#### TASKS TO CARRY OUT
**1)** From the sales article, quote the passage from "In the best, zero" to "was he right!".
**2)** For each of the following statements, say yes or no to whether it agrees with the sales article, and quote the words of the article that decide it. (a) The following week's topic is the differences that make B2B unique. (b) The most common problem in a sales process occurs only in B2B environments. (c) A sales manager said that to sell the solution, you first have to sell or find the problem.

--- start of SOURCE DOCUMENT ---

Whether someone is satisfying a want or avoiding a pain, buying and selling is about individual people getting what they want. This week we’ll explore some core similarities between B2C and B2B environments and the implications for designing a sales process. Next week, we’ll dive into some of the differences that make B2B unique.

The Universal Principle of the Customer’s Journey Freedom for people to pursue their own lives is a prerequisite of civilized society. It is fundamentally right for them to pursue happiness. Success requires them to find ways of solving their problems (both personally and professionally).

It is fundamentally right for other people to be uninterested in your product or service. If you wish to influence them, you must give them a reason to give you their attention, their time, their information, and ultimately (if that is your goal) their money.

That sequence, by the way, is essential. It reveals a powerful way of looking at the situation, called the “Customer’s Journey.”* This term describes the stages they go through as they realize pain, discover and prioritize the problem, and go about finding a solution. It enables you to understand “where” the prospect is in their problem-solving journey. This is crucial, because it explains the reason for the single most common problem in any sales process (in both B2C and B2B environments): trying to get people to do things they are not ready to do.

Here is a simple event that happens regularly in the business world:

1)  A salesperson contacts a prospect to tell them about their product in the hope of making a sale.
2)  The prospect resists the salesperson, wishing to avoid a boring and irrelevant presentation.

In the best, zero value was created in this event.  More likely of course, negativity results because it causes the prospect to dislike the salesperson and the company they represent.

The problem happens because the prospect is NOT READY to hear about the product. They probably didn’t know they had the problem the product could solve. The company whose advertisements or salespeople ignorantly plunge ahead gets what they deserve. Long ago, a sales manager told me. “If you want to sell the solution, you have to sell (or find) the problem first.” Boy was he right!

--- end of SOURCE DOCUMENT ---
--- start of EXTRACTED ENTRIES ---

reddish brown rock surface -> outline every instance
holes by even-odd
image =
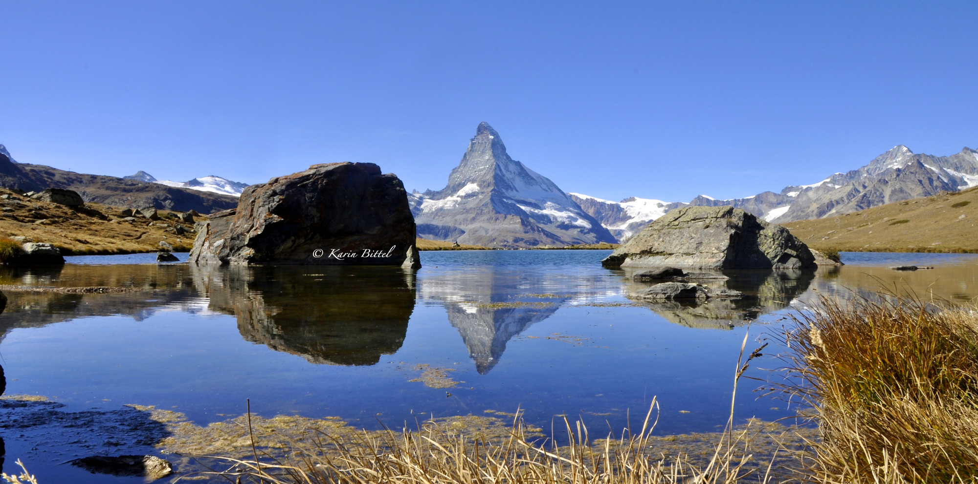
[[[404,184],[373,163],[329,163],[248,186],[198,225],[191,262],[421,267]]]

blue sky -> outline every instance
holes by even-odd
[[[440,189],[480,121],[565,191],[689,201],[978,144],[975,2],[0,0],[19,161]]]

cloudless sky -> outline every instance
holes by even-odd
[[[978,2],[0,0],[21,162],[440,189],[480,121],[564,191],[778,191],[978,144]]]

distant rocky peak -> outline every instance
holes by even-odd
[[[135,180],[136,182],[146,182],[147,183],[152,183],[156,181],[153,175],[150,175],[142,170],[136,172],[135,175],[129,175],[128,177],[122,177],[124,180]]]
[[[870,161],[869,164],[866,166],[866,172],[868,175],[879,175],[888,169],[906,166],[912,159],[913,151],[911,151],[911,148],[904,146],[903,144],[897,144],[887,152]]]
[[[569,200],[553,182],[511,158],[499,133],[486,122],[475,129],[475,137],[469,141],[462,162],[448,177],[448,185],[431,196],[457,196],[460,190],[467,190],[472,184],[482,192],[517,194],[530,190],[534,195],[553,194]]]
[[[491,130],[492,128],[489,129]],[[9,159],[12,163],[17,163],[17,160],[15,160],[14,157],[10,155],[10,151],[7,151],[7,146],[4,146],[3,144],[0,144],[0,154],[6,156],[7,159]]]

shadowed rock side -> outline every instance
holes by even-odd
[[[244,340],[311,363],[373,365],[396,352],[415,307],[414,275],[395,267],[191,264],[214,311]]]
[[[526,294],[524,282],[518,273],[495,268],[456,269],[425,277],[419,294],[445,307],[476,371],[484,375],[499,363],[510,340],[550,317],[568,300]]]
[[[404,185],[373,163],[313,165],[248,186],[198,232],[191,262],[421,267]]]
[[[787,228],[733,207],[686,207],[651,222],[601,262],[604,266],[815,269]]]
[[[666,320],[689,328],[731,329],[757,319],[765,313],[787,307],[808,290],[815,279],[813,270],[764,270],[739,269],[710,271],[695,274],[692,278],[671,278],[702,284],[712,290],[733,290],[742,293],[739,299],[710,298],[707,300],[675,300],[655,302],[639,296],[643,289],[665,280],[636,282],[634,272],[622,271],[627,281],[627,297],[655,311]]]
[[[484,247],[527,248],[616,242],[554,182],[513,160],[487,123],[448,184],[411,195],[418,236]]]

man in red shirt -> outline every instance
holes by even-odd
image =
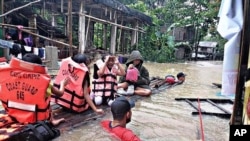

--- end of EXTRACTED ENTRIES ---

#### ANSWERS TO THE EXERCISES
**1)**
In the best, zero value was created in this event.  More likely of course, negativity results because it causes the prospect to dislike the salesperson and the company they represent.

The problem happens because the prospect is NOT READY to hear about the product. They probably didn’t know they had the problem the product could solve. The company whose advertisements or salespeople ignorantly plunge ahead gets what they deserve. Long ago, a sales manager told me. “If you want to sell the solution, you have to sell (or find) the problem first.” Boy was he right!

**2)**
(a) Yes: "Next week, we’ll dive into some of the differences that make B2B unique."
(b) No: "the single most common problem in any sales process (in both B2C and B2B environments)"
(c) Yes: "If you want to sell the solution, you have to sell (or find) the problem first."